§ **Listed records**
┄┄┄┄┄┄┄┄┄┄

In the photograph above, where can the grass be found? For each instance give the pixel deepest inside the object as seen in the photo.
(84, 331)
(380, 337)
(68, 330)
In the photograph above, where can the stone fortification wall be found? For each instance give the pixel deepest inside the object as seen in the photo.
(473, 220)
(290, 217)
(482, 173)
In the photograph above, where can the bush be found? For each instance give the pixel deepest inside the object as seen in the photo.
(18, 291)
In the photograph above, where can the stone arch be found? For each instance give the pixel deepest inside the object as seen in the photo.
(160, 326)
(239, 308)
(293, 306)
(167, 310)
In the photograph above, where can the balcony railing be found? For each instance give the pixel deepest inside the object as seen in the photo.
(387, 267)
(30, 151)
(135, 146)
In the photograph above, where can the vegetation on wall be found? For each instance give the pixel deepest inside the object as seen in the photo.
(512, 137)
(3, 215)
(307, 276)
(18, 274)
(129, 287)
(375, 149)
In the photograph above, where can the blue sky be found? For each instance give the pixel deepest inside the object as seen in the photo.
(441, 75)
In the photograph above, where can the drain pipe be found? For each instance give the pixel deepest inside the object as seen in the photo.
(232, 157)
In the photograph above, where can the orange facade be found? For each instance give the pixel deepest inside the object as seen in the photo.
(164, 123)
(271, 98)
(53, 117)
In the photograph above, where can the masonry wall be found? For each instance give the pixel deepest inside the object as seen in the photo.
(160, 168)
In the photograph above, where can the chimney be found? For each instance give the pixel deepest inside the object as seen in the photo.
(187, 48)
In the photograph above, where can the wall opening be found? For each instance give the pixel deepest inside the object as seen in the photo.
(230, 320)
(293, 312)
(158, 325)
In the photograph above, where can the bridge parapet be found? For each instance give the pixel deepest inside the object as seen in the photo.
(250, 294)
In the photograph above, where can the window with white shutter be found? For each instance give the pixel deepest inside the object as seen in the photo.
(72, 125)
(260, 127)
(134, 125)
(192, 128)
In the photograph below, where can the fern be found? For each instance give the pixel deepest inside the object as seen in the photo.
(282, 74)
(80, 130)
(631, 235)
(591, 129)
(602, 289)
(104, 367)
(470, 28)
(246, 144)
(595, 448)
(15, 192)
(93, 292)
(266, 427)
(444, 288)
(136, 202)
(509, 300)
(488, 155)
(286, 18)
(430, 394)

┄┄┄┄┄┄┄┄┄┄

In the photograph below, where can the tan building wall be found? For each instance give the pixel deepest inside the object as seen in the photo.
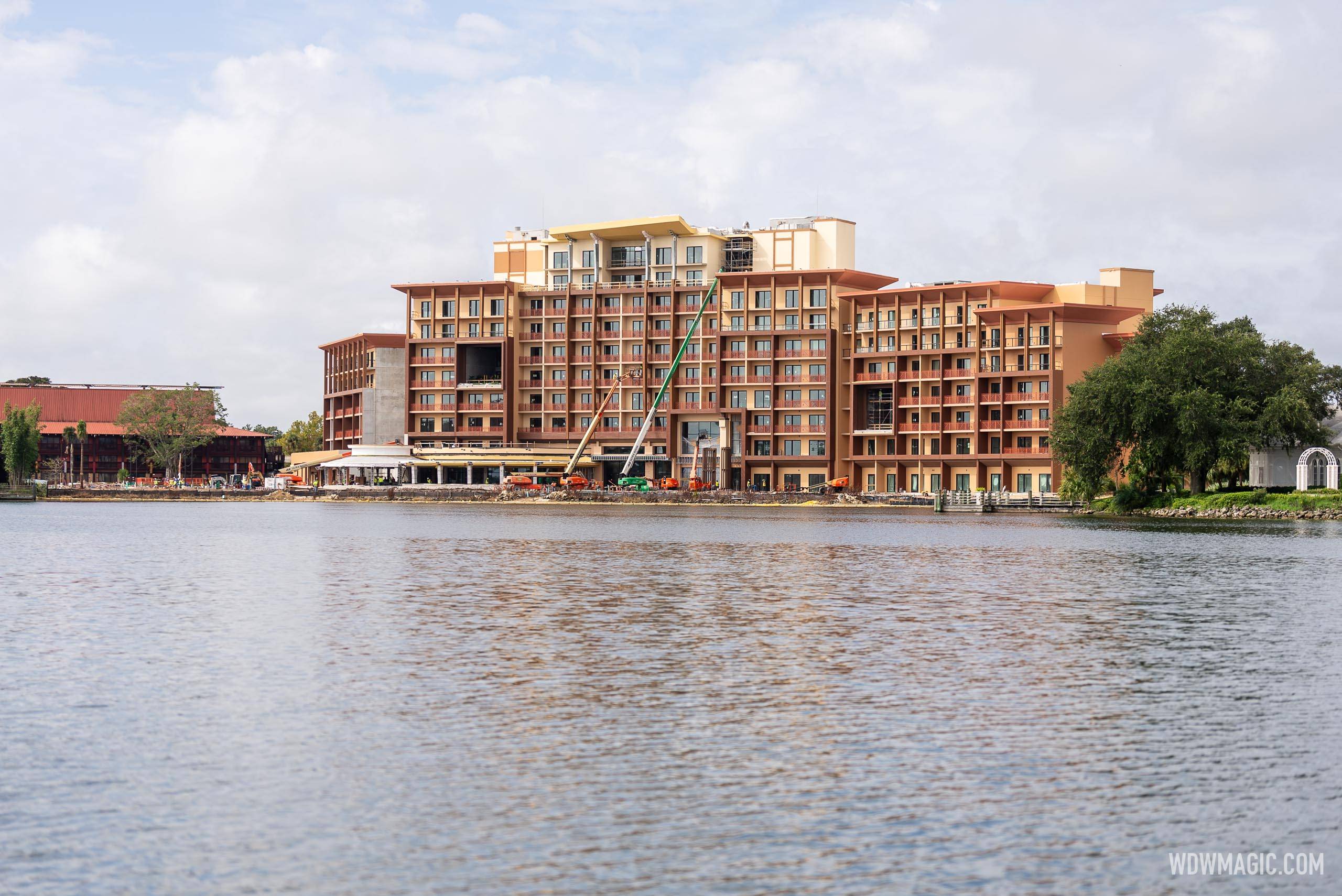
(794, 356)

┄┄┄┄┄┄┄┄┄┄

Please find each line in the data above that contains the string "wall" and copy those lines in full. Treat uppercase and lowercase as different.

In the photograph above, where can the stone fortification wall be found? For each instance give the pixel deepest inside the object as seen in the photo.
In the photograph above, where can the vegetation on wall be found? For each instance give the pixel deepest inside the object as seen in the photo.
In the photograph above, where can the masonry wall be found? For each instance give the pixel deepest inside the object as seen in the photo.
In the photograph above, where can the wall opening be found? For each instance give the pixel deepest inside the object as seen in the photo.
In the photograph below, where can the tan building wall be found? For each instance give the pixel deepest inside the object as seen in the photo.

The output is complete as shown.